(Named region outline records)
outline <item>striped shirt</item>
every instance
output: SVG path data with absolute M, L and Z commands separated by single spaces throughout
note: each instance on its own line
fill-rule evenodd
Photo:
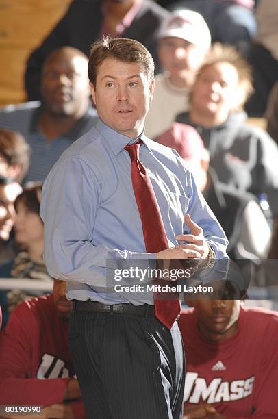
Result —
M 40 112 L 39 101 L 9 105 L 0 110 L 0 127 L 20 132 L 31 148 L 30 167 L 24 183 L 44 181 L 63 151 L 89 131 L 98 119 L 97 111 L 90 107 L 71 129 L 49 141 L 39 129 Z

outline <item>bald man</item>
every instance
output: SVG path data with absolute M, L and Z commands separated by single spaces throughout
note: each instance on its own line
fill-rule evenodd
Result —
M 20 132 L 31 147 L 25 181 L 44 181 L 62 152 L 97 122 L 89 101 L 87 66 L 87 57 L 75 48 L 55 50 L 44 62 L 42 101 L 0 111 L 0 127 Z

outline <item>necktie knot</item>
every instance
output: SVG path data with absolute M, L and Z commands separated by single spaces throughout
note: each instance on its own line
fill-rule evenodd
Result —
M 142 144 L 142 140 L 138 140 L 135 144 L 125 146 L 124 149 L 129 152 L 131 163 L 134 160 L 139 160 L 139 149 L 141 144 Z

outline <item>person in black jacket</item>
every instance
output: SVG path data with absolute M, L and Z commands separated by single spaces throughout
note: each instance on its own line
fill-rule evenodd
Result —
M 29 100 L 40 99 L 42 63 L 53 50 L 68 45 L 88 55 L 91 43 L 104 34 L 140 41 L 158 64 L 157 36 L 168 14 L 153 0 L 73 0 L 66 14 L 28 59 L 25 88 Z
M 195 80 L 188 112 L 177 122 L 192 125 L 210 154 L 219 180 L 259 196 L 278 212 L 278 147 L 264 131 L 246 123 L 242 110 L 252 91 L 251 70 L 231 47 L 215 44 Z
M 229 240 L 228 255 L 235 260 L 266 257 L 271 232 L 256 197 L 219 181 L 209 168 L 210 154 L 196 129 L 174 123 L 157 142 L 177 150 L 186 161 Z

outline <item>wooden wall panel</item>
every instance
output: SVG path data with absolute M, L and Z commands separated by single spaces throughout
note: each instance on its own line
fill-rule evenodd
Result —
M 25 101 L 26 59 L 71 0 L 0 0 L 0 105 Z

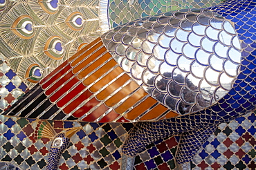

● Brief
Express the records in the stretch from the line containing "outline <item>bald man</item>" through the line containing "M 20 132 L 31" as a two-column CSV with the headers input and output, one row per record. Put each input and each output in a single quoted field, with line breaks replaced by spaces.

● Written response
input,output
"outline <item>bald man</item> every instance output: SVG path data with absolute M, L and Z commands separated by single spaces throughout note: each instance on its own line fill-rule evenodd Result —","M 20 132 L 31 147 L 25 181 L 44 181 L 62 152 L 97 122 L 89 101 L 87 66 L 87 57 L 75 48 L 55 50 L 44 62 L 42 101 L 0 111 L 0 127 Z"